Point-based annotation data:
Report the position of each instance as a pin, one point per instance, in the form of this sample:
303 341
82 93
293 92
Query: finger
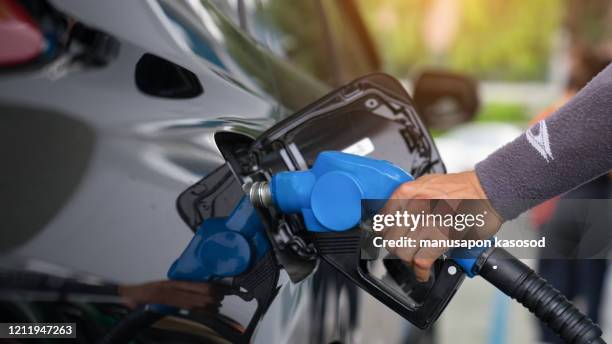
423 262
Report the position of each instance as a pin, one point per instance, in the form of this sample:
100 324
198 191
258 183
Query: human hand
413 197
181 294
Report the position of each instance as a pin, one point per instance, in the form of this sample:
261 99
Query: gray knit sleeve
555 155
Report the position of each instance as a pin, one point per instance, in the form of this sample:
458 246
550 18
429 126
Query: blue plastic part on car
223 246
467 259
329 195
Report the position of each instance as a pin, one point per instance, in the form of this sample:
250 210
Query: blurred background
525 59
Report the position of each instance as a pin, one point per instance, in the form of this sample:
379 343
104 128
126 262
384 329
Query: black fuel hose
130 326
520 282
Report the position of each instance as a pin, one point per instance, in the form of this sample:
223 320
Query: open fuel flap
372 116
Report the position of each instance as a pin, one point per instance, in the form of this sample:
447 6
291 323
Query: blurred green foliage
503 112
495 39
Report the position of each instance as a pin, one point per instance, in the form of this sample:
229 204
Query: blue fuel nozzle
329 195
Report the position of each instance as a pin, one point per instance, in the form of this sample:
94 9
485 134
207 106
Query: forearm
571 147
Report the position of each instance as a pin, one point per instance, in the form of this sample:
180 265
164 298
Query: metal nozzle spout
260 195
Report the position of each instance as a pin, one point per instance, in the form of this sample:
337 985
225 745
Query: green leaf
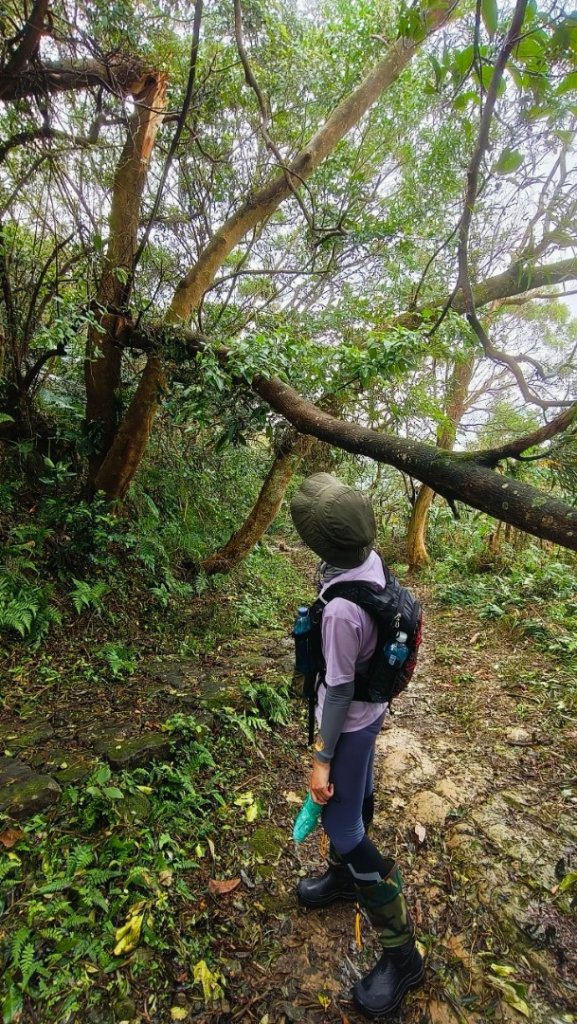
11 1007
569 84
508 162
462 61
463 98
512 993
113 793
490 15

__What is being asked__
In your copy, repeat each record exactly and include no pictures.

__Answer to the problem__
Report the position of each instance as a pin, one point per instance, in the form of this sample:
303 341
82 93
293 92
Query: finger
423 262
Report the position of each instance as a pin, one point per instance, in the form of this sample:
100 324
198 191
258 183
Query: human hand
413 197
181 294
Report the position of each instance as a pin, one point per instance, in the form of this sample:
261 99
Query: gray knit sleeve
555 155
Report the position of each instance as a pin, one point per instance, in the form of this sample:
458 246
550 18
429 126
Query: blue plastic part on car
223 246
467 259
329 195
Report the position of each instance as a pin, one point per instance, in the form of this sample:
250 210
Query: blurred background
525 59
Report the position of each instance as a pin, one point per instance, in the form of this sample:
379 343
104 128
126 262
384 329
Query: black fuel hose
130 326
520 282
Report the position of each instance as a pin, one point per instance, in the form of this sample:
223 320
Query: open fuel flap
372 116
Report the position of each instance as a pin, one point per instance, in the form of this sample:
447 6
291 323
Query: blurred green foliage
503 112
495 39
Report the position of each instance as a pin, one point per instance, in the form of this sample:
229 204
Query: blue fuel nozzle
329 195
Report the position of each instance as a pin, one point per instance, in the form of this sample:
94 9
485 134
207 106
Query: forearm
571 147
Report the position of each instance as a pin, one point per instance, in the form of this sample:
180 265
164 298
Query: metal nozzle spout
260 195
Report the position of each instance as a pin, one point per instance, in the form of this sample:
337 985
225 745
Query: green leaf
11 1007
569 84
508 162
462 61
463 98
512 993
113 793
490 15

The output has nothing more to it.